◆ Work to do ◆
Can the data below be set down again exactly, line for line?

[Excerpts of pointing data]
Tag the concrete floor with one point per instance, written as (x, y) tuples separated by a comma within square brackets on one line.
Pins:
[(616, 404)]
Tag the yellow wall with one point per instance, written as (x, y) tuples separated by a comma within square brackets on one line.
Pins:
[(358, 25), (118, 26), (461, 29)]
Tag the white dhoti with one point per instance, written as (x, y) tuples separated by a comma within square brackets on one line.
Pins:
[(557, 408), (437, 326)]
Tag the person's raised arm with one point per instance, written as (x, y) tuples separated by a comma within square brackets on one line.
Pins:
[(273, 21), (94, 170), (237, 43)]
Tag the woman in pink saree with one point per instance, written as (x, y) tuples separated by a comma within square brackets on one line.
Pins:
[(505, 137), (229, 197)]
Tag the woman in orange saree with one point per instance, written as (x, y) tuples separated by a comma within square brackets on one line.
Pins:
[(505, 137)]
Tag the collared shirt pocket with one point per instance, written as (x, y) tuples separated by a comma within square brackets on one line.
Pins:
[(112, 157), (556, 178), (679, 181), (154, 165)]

◆ Response below ◆
Tag the concrete floor with one point per instance, written as (x, y) tuples separated by a comma within square brackets on one line.
Pins:
[(616, 404)]
Tag the yellow wall with one point per instance, written as (x, y) tuples separated by a comma within square brackets on one line.
Pins:
[(358, 25), (118, 26), (461, 29)]
Tag the white dhoti with one point per instance, written as (x, y) tuples separated by a comma within square brackets on one line.
Pins:
[(557, 408), (437, 326)]
Tag the person's raised arm with one point per instance, written as (x, y) tuples separated by a comma within square brackets on one line.
Pins:
[(273, 21), (94, 170), (237, 43)]
Tag the woman in pink saree with one point per instance, written as (x, y) tuples separated by a comma within square brackets on one line.
Pins:
[(505, 137), (229, 197)]
Tag the woman in orange saree with one point per instance, written as (x, y) tuples separated by a comma within square brackets on one line.
Pins:
[(505, 137)]
Tag the collared shirt pocket with one point per instance, written as (x, y) tuples separated by a comma within square brackets on one line.
Pins:
[(112, 157), (556, 178), (679, 181), (154, 165)]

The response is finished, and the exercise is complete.